# [Image-backed grounding data]
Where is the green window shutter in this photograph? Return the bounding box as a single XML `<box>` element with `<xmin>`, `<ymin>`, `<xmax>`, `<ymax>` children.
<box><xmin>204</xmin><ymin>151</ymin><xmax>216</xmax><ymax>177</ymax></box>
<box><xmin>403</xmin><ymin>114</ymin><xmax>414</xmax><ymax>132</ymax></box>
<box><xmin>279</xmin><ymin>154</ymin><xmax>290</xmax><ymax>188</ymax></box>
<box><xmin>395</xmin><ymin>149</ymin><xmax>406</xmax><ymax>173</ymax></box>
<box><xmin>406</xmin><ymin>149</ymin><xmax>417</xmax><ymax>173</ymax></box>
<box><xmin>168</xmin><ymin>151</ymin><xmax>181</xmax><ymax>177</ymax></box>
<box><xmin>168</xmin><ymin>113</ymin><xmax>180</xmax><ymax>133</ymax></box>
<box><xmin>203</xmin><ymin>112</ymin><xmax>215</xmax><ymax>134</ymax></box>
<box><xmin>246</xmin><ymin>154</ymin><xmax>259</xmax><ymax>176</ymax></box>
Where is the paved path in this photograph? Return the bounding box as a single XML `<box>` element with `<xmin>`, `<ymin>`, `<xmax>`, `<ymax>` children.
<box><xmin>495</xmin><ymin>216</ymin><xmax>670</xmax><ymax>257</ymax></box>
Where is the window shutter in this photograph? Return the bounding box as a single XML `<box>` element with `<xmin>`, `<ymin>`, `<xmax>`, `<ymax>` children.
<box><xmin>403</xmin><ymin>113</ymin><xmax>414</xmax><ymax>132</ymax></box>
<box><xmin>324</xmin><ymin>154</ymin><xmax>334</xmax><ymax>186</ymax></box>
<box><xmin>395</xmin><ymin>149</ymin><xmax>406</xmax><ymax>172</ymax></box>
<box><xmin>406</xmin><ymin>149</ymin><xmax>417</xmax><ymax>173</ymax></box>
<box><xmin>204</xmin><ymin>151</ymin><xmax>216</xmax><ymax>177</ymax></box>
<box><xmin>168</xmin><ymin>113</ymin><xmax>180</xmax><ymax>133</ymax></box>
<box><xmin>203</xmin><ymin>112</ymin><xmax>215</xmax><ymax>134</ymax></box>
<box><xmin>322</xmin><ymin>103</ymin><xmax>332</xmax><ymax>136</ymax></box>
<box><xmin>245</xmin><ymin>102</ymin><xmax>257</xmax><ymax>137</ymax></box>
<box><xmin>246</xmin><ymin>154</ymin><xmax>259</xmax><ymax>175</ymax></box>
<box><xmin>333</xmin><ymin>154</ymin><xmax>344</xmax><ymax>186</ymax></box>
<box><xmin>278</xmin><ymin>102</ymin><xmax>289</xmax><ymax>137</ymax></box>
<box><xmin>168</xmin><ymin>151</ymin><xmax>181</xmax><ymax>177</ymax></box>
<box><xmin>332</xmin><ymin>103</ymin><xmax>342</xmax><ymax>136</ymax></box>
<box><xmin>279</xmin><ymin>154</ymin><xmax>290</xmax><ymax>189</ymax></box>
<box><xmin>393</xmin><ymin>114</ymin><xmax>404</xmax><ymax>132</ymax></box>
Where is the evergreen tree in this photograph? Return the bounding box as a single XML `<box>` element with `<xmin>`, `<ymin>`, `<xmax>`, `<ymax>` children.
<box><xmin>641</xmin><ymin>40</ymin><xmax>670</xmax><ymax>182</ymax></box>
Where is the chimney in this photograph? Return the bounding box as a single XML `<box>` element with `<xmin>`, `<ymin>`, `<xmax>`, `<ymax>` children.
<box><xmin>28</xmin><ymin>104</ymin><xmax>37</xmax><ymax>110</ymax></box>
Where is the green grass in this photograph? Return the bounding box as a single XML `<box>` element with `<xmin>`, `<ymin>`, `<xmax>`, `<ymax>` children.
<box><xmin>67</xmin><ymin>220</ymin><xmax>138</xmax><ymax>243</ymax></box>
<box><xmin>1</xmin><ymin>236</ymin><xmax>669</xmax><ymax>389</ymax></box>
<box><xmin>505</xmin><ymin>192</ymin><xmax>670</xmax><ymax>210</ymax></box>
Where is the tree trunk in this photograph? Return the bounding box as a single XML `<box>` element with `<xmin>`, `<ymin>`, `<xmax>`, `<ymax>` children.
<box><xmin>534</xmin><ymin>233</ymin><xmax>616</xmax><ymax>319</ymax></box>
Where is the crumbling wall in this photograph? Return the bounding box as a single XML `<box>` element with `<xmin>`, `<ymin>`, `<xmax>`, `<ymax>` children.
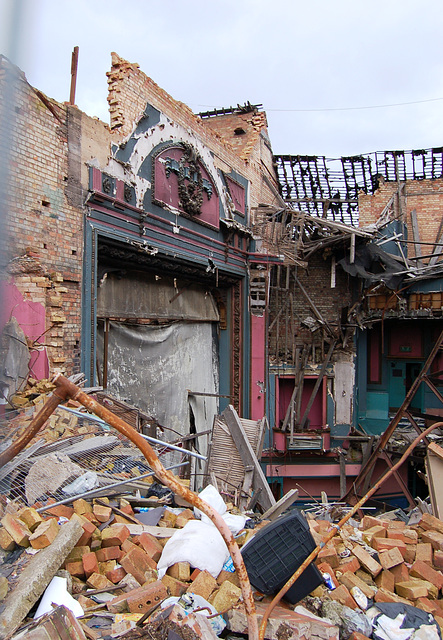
<box><xmin>0</xmin><ymin>58</ymin><xmax>89</xmax><ymax>376</ymax></box>
<box><xmin>359</xmin><ymin>177</ymin><xmax>443</xmax><ymax>262</ymax></box>
<box><xmin>268</xmin><ymin>255</ymin><xmax>354</xmax><ymax>366</ymax></box>
<box><xmin>106</xmin><ymin>53</ymin><xmax>277</xmax><ymax>213</ymax></box>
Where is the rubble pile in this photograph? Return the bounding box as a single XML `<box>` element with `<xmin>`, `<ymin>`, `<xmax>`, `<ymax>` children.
<box><xmin>2</xmin><ymin>486</ymin><xmax>443</xmax><ymax>639</ymax></box>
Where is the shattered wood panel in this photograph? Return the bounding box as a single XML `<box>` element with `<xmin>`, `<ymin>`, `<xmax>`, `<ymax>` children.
<box><xmin>206</xmin><ymin>415</ymin><xmax>262</xmax><ymax>500</ymax></box>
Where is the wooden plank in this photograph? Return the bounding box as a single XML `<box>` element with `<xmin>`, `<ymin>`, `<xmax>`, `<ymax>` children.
<box><xmin>299</xmin><ymin>340</ymin><xmax>337</xmax><ymax>430</ymax></box>
<box><xmin>222</xmin><ymin>405</ymin><xmax>275</xmax><ymax>511</ymax></box>
<box><xmin>428</xmin><ymin>442</ymin><xmax>443</xmax><ymax>461</ymax></box>
<box><xmin>426</xmin><ymin>449</ymin><xmax>443</xmax><ymax>518</ymax></box>
<box><xmin>260</xmin><ymin>489</ymin><xmax>299</xmax><ymax>521</ymax></box>
<box><xmin>410</xmin><ymin>209</ymin><xmax>423</xmax><ymax>267</ymax></box>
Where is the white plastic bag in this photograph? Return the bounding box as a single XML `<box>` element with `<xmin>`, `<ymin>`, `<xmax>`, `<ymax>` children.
<box><xmin>34</xmin><ymin>576</ymin><xmax>84</xmax><ymax>619</ymax></box>
<box><xmin>157</xmin><ymin>520</ymin><xmax>229</xmax><ymax>578</ymax></box>
<box><xmin>194</xmin><ymin>484</ymin><xmax>227</xmax><ymax>522</ymax></box>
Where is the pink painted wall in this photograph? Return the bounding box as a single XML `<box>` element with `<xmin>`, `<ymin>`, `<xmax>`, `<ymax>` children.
<box><xmin>250</xmin><ymin>314</ymin><xmax>266</xmax><ymax>419</ymax></box>
<box><xmin>0</xmin><ymin>281</ymin><xmax>49</xmax><ymax>380</ymax></box>
<box><xmin>277</xmin><ymin>375</ymin><xmax>326</xmax><ymax>428</ymax></box>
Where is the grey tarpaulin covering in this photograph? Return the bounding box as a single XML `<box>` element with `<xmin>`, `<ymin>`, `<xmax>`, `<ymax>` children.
<box><xmin>338</xmin><ymin>243</ymin><xmax>405</xmax><ymax>290</ymax></box>
<box><xmin>97</xmin><ymin>321</ymin><xmax>219</xmax><ymax>466</ymax></box>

# [WHAT THE EXERCISE ASKS]
Give the entries again word for word, but skip the pictures.

# [ANSWER]
Where is the green window shutter in this photograph? Return the bounding box as a single XML `<box>` element with `<xmin>`, `<ymin>`, `<xmax>`, `<ymax>` children.
<box><xmin>204</xmin><ymin>151</ymin><xmax>216</xmax><ymax>177</ymax></box>
<box><xmin>403</xmin><ymin>114</ymin><xmax>414</xmax><ymax>132</ymax></box>
<box><xmin>279</xmin><ymin>154</ymin><xmax>290</xmax><ymax>188</ymax></box>
<box><xmin>395</xmin><ymin>149</ymin><xmax>406</xmax><ymax>173</ymax></box>
<box><xmin>406</xmin><ymin>149</ymin><xmax>417</xmax><ymax>173</ymax></box>
<box><xmin>168</xmin><ymin>151</ymin><xmax>181</xmax><ymax>177</ymax></box>
<box><xmin>168</xmin><ymin>113</ymin><xmax>180</xmax><ymax>133</ymax></box>
<box><xmin>203</xmin><ymin>112</ymin><xmax>215</xmax><ymax>134</ymax></box>
<box><xmin>246</xmin><ymin>154</ymin><xmax>259</xmax><ymax>176</ymax></box>
Where is the paved path in this photograph? Return the bounding box as a single XML `<box>` element with `<xmin>`, `<ymin>`, `<xmax>`, `<ymax>` children.
<box><xmin>495</xmin><ymin>216</ymin><xmax>670</xmax><ymax>257</ymax></box>
Where is the window shutter in this photograph? Return the bounding box as a single XML `<box>` element with `<xmin>`, `<ymin>`, `<xmax>`, `<ymax>` children.
<box><xmin>403</xmin><ymin>113</ymin><xmax>414</xmax><ymax>132</ymax></box>
<box><xmin>324</xmin><ymin>154</ymin><xmax>334</xmax><ymax>186</ymax></box>
<box><xmin>395</xmin><ymin>149</ymin><xmax>406</xmax><ymax>172</ymax></box>
<box><xmin>406</xmin><ymin>149</ymin><xmax>417</xmax><ymax>173</ymax></box>
<box><xmin>204</xmin><ymin>151</ymin><xmax>216</xmax><ymax>177</ymax></box>
<box><xmin>168</xmin><ymin>113</ymin><xmax>180</xmax><ymax>133</ymax></box>
<box><xmin>203</xmin><ymin>112</ymin><xmax>215</xmax><ymax>134</ymax></box>
<box><xmin>322</xmin><ymin>103</ymin><xmax>332</xmax><ymax>136</ymax></box>
<box><xmin>245</xmin><ymin>102</ymin><xmax>257</xmax><ymax>137</ymax></box>
<box><xmin>246</xmin><ymin>154</ymin><xmax>259</xmax><ymax>175</ymax></box>
<box><xmin>333</xmin><ymin>154</ymin><xmax>344</xmax><ymax>186</ymax></box>
<box><xmin>278</xmin><ymin>102</ymin><xmax>289</xmax><ymax>137</ymax></box>
<box><xmin>168</xmin><ymin>151</ymin><xmax>181</xmax><ymax>177</ymax></box>
<box><xmin>332</xmin><ymin>103</ymin><xmax>342</xmax><ymax>136</ymax></box>
<box><xmin>279</xmin><ymin>154</ymin><xmax>290</xmax><ymax>189</ymax></box>
<box><xmin>393</xmin><ymin>114</ymin><xmax>404</xmax><ymax>132</ymax></box>
Where is the evergreen tree in this photograph? Return the bounding box as a single XML `<box>` element with `<xmin>`, `<ymin>`, `<xmax>`, `<ymax>` children.
<box><xmin>641</xmin><ymin>40</ymin><xmax>670</xmax><ymax>182</ymax></box>
Where is the chimney in this photograph? Return the bounding box as a single XML `<box>` element with `<xmin>`, `<ymin>`, `<xmax>`, `<ymax>` children.
<box><xmin>28</xmin><ymin>104</ymin><xmax>37</xmax><ymax>110</ymax></box>
Where is the green grass in this photograph? Return the bounding box as a single XML `<box>` element with `<xmin>`, `<ymin>`, `<xmax>`, `<ymax>` children.
<box><xmin>67</xmin><ymin>220</ymin><xmax>138</xmax><ymax>243</ymax></box>
<box><xmin>1</xmin><ymin>236</ymin><xmax>669</xmax><ymax>389</ymax></box>
<box><xmin>505</xmin><ymin>192</ymin><xmax>670</xmax><ymax>210</ymax></box>
Where is the tree trunk in this photograph? Return the bounding box as a single XML `<box>` element with `<xmin>`, `<ymin>`, `<xmax>`, `<ymax>` children.
<box><xmin>534</xmin><ymin>233</ymin><xmax>616</xmax><ymax>319</ymax></box>
Where is the crumbling wall in this photograph? Return the bounding box as a single XML `<box>` element with `<xmin>`, `<ymin>`, `<xmax>`, `<ymax>` children.
<box><xmin>0</xmin><ymin>58</ymin><xmax>89</xmax><ymax>376</ymax></box>
<box><xmin>359</xmin><ymin>177</ymin><xmax>443</xmax><ymax>262</ymax></box>
<box><xmin>268</xmin><ymin>255</ymin><xmax>354</xmax><ymax>366</ymax></box>
<box><xmin>106</xmin><ymin>53</ymin><xmax>277</xmax><ymax>213</ymax></box>
Where is the rubble pile in this photograph? Return the bounding box as a single XML `<box>` element with `<xmin>`, `<ymin>`, `<xmax>`, `<ymax>` children.
<box><xmin>2</xmin><ymin>486</ymin><xmax>443</xmax><ymax>639</ymax></box>
Where is the shattered wood panel in this photograph? Return the bounding box as a single XML `<box>` element with `<xmin>`, `<ymin>`, `<xmax>`, `<ymax>` children.
<box><xmin>206</xmin><ymin>415</ymin><xmax>262</xmax><ymax>500</ymax></box>
Where is the wooden plank in this photograph? Return the bounding box as a single XML `<box>` element with `<xmin>`, `<ymin>`, `<xmax>`, `<ymax>` children.
<box><xmin>299</xmin><ymin>340</ymin><xmax>337</xmax><ymax>430</ymax></box>
<box><xmin>222</xmin><ymin>405</ymin><xmax>275</xmax><ymax>511</ymax></box>
<box><xmin>428</xmin><ymin>442</ymin><xmax>443</xmax><ymax>461</ymax></box>
<box><xmin>426</xmin><ymin>449</ymin><xmax>443</xmax><ymax>518</ymax></box>
<box><xmin>260</xmin><ymin>489</ymin><xmax>299</xmax><ymax>521</ymax></box>
<box><xmin>410</xmin><ymin>209</ymin><xmax>423</xmax><ymax>267</ymax></box>
Where is the white plastic bag in this photograph? Return the bounding box as a single XML `<box>` element with `<xmin>`, `<ymin>`, `<xmax>`, `<ymax>` children.
<box><xmin>34</xmin><ymin>576</ymin><xmax>84</xmax><ymax>619</ymax></box>
<box><xmin>157</xmin><ymin>520</ymin><xmax>229</xmax><ymax>578</ymax></box>
<box><xmin>194</xmin><ymin>484</ymin><xmax>227</xmax><ymax>522</ymax></box>
Where is the pink painted wall in this photograph? Return the bounding box as a single XML `<box>` element with `<xmin>`, `<ymin>`, `<xmax>`, `<ymax>` children.
<box><xmin>250</xmin><ymin>314</ymin><xmax>266</xmax><ymax>419</ymax></box>
<box><xmin>0</xmin><ymin>281</ymin><xmax>49</xmax><ymax>380</ymax></box>
<box><xmin>277</xmin><ymin>375</ymin><xmax>326</xmax><ymax>428</ymax></box>
Where is the grey tarpaulin covering in this photograph? Return the bounding box as a single XML `<box>` element with `<xmin>`, `<ymin>`, `<xmax>`, `<ymax>` children.
<box><xmin>338</xmin><ymin>243</ymin><xmax>405</xmax><ymax>290</ymax></box>
<box><xmin>97</xmin><ymin>321</ymin><xmax>219</xmax><ymax>466</ymax></box>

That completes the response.